TASK DETAILS: Your task is to transcribe the data in full.

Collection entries
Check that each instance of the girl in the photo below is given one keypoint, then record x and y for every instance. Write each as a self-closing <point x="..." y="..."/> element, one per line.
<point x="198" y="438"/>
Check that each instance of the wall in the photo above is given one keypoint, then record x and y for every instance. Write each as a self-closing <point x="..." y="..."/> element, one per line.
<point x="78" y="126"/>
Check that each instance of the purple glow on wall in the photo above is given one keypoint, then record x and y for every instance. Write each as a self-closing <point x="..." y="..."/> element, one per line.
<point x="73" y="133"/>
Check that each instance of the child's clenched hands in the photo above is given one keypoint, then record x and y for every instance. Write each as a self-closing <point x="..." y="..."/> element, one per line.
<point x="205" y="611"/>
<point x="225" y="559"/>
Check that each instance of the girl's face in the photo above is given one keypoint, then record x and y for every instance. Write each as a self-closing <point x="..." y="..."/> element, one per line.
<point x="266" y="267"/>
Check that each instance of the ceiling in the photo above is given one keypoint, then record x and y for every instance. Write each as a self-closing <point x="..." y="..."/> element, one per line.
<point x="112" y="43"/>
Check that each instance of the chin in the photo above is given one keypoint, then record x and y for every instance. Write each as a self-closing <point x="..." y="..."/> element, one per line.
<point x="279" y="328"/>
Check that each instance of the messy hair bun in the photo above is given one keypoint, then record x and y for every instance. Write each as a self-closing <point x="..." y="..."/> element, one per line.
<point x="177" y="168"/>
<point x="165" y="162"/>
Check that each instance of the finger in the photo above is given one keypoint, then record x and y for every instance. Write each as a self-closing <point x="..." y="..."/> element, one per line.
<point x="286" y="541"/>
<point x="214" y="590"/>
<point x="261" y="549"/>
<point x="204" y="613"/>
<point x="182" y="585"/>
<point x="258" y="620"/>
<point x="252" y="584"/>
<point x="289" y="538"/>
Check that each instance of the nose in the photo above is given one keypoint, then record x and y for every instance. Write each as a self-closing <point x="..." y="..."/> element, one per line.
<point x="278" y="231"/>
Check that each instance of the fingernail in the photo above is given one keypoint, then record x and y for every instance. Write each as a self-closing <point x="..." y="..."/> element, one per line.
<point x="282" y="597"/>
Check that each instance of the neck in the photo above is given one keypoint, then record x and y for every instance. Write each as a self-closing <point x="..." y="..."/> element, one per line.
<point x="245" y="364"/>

ANSWER:
Check that each instance of the girl in the photo below is given one keypoint, then record x and y for every instance. Write each as a self-closing <point x="..." y="..."/> element, one per line.
<point x="198" y="438"/>
Check that each instance of the wall in the photo above is given one keypoint, then record x and y for every instance. Write each as a self-closing <point x="..." y="..."/> element, one per line.
<point x="78" y="126"/>
Check that each instance of the purple glow on wall in the photo above is given one keypoint, then record x and y for every instance. Write each as a self-closing <point x="..." y="..."/> element, one per line.
<point x="73" y="133"/>
Check that each instance of the child's clenched hands in the photo above is given one keypoint, then record x and y for every instance. Write each as a self-closing <point x="..." y="..."/> element, one per line.
<point x="205" y="611"/>
<point x="225" y="559"/>
Check that each instance of the girl's face in the photo above is given one keypoint, then record x and y for every instance. Write each as a self-closing <point x="..." y="..."/> element, one per line.
<point x="266" y="267"/>
Check that each instance of the ceiling in the photo above is given one keypoint, then record x and y for every instance. Write each as a self-closing <point x="..." y="..."/> element, one per line.
<point x="112" y="43"/>
Check that each instance of the chin in the photo above is given one keypoint, then record x and y for every instance. Write each as a self-closing <point x="..." y="..."/> element, one per line.
<point x="279" y="328"/>
Check that each instance of the messy hair bun in the photo above is given one keypoint, then record x and y for every instance. Write each as a self-closing <point x="..." y="..."/> element, one per line.
<point x="177" y="168"/>
<point x="165" y="162"/>
Check that each instance of the finger in the photo above is given one keypoint, then record x and y for every instance. Write each as a self-closing <point x="..." y="..."/> element, one per line.
<point x="286" y="541"/>
<point x="214" y="590"/>
<point x="261" y="549"/>
<point x="204" y="613"/>
<point x="182" y="585"/>
<point x="258" y="620"/>
<point x="252" y="584"/>
<point x="289" y="538"/>
Check that each instance of the nose in the photo above is given one keypoint, then record x and y for every instance. Write each as a self-closing <point x="..." y="..."/> element, one per line.
<point x="278" y="231"/>
Check that each instance of the fingernail in the photo above is given one keypoint, then record x and y for every instance. Write each as a self-closing <point x="..." y="..."/> element, one per line.
<point x="282" y="597"/>
Check that each instance of the neck in the photo above is given one keypoint, then record x and y for every instance. Write each as a self-closing <point x="..." y="..."/> element, one per line.
<point x="245" y="364"/>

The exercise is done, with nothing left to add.